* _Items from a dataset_
═══

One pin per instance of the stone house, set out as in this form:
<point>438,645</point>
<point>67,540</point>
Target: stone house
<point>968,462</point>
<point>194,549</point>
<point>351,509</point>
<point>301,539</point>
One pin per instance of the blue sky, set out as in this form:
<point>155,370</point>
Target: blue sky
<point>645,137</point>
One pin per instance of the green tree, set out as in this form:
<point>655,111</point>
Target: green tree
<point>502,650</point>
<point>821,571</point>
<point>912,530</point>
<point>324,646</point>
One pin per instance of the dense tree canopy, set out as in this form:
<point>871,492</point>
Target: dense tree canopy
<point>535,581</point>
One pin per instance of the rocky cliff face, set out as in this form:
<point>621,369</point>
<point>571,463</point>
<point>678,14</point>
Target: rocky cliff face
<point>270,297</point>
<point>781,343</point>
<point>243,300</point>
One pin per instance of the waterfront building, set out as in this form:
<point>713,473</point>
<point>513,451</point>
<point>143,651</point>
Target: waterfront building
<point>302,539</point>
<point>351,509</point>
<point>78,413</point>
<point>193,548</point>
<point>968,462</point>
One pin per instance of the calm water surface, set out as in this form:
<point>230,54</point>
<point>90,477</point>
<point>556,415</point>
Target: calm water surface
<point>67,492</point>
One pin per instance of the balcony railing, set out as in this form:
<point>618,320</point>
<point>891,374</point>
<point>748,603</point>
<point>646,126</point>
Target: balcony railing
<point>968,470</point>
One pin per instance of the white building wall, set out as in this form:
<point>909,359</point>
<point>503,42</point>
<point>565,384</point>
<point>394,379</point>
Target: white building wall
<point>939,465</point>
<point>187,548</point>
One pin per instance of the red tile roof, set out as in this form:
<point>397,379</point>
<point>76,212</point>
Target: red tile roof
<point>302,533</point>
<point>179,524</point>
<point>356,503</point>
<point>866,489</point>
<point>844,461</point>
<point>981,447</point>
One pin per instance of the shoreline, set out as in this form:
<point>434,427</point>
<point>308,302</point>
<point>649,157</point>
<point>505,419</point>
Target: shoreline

═══

Write out every line of the rows between the line holding "One pin per instance of the dense" and the line holding "<point>187,548</point>", inclusive, and shift each coordinate in the answer points by adding 129 to it. Leave the sample points listed after each "set out as in this form:" unchanged.

* _Final answer_
One pin per instance of the dense tree canopy, set out as in this form:
<point>871,492</point>
Target: dense tree canopy
<point>664,710</point>
One pin per instance of the rocky cliff face, set out as in this form:
<point>621,369</point>
<point>571,463</point>
<point>678,14</point>
Target: rocky cliff face
<point>399,426</point>
<point>910,472</point>
<point>372,429</point>
One pin per instance of the waterfront building, set out as in this form:
<point>713,473</point>
<point>513,451</point>
<point>143,651</point>
Target: waterfront building
<point>431,668</point>
<point>480,638</point>
<point>207,542</point>
<point>322,677</point>
<point>1097,591</point>
One pin per instance of the calm water surface, set out as in this form:
<point>230,54</point>
<point>90,477</point>
<point>556,415</point>
Target: calm water surface
<point>196,621</point>
One pin per instance of the balcony railing, set out as in this form:
<point>618,320</point>
<point>891,374</point>
<point>748,603</point>
<point>646,126</point>
Target: balcony railing
<point>1097,599</point>
One pin per instance of the white building wall, set out as in this form:
<point>909,359</point>
<point>503,42</point>
<point>565,384</point>
<point>394,379</point>
Target: white building wall
<point>1068,594</point>
<point>316,677</point>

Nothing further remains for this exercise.